*EXERCISE BRIEF*: Below are entries; count each line that holds the word "door" and report the number without any other words.

[Natural language region descriptions]
========================================================================
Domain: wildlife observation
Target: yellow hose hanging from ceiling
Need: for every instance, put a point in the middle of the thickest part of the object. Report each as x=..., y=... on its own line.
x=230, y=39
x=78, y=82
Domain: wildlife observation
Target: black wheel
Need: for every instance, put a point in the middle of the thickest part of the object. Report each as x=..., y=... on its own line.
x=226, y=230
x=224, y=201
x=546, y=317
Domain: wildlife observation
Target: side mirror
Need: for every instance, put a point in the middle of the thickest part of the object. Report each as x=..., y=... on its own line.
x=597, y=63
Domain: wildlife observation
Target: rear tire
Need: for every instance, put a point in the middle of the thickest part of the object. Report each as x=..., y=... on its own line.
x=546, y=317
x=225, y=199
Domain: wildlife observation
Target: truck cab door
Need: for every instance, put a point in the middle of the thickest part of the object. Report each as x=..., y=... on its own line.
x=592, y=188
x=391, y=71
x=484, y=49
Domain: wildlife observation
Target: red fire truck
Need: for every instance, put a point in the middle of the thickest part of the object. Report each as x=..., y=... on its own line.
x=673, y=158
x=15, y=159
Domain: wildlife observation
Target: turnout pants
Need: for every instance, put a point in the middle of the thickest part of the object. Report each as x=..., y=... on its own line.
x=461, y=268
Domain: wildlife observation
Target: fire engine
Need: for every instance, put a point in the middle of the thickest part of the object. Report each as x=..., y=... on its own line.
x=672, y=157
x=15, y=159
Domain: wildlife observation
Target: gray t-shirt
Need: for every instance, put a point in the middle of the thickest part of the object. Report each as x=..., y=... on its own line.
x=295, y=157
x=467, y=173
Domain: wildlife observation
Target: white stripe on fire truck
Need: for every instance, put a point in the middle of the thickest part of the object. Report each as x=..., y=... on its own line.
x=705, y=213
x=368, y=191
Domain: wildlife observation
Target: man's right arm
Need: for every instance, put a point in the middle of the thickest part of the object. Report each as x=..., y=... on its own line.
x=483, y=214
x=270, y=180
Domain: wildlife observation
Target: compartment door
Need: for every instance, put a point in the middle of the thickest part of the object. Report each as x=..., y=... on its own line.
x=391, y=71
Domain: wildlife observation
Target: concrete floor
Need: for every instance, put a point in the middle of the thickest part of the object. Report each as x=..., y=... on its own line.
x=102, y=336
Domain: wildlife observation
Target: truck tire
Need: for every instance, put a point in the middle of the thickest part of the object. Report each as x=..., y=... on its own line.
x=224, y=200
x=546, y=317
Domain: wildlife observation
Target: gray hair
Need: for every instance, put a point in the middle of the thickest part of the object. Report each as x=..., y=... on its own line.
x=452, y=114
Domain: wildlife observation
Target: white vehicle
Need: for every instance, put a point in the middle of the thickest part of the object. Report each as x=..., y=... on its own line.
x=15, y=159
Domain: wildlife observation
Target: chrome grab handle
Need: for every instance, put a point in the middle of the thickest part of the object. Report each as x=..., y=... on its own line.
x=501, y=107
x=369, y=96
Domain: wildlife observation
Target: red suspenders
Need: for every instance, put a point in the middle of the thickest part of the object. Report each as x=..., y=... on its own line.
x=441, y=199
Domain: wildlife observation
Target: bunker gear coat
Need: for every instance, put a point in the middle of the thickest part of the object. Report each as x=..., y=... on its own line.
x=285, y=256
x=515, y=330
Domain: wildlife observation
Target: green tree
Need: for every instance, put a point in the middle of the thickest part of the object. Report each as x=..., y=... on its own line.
========================================================================
*YOUR SOLUTION*: 2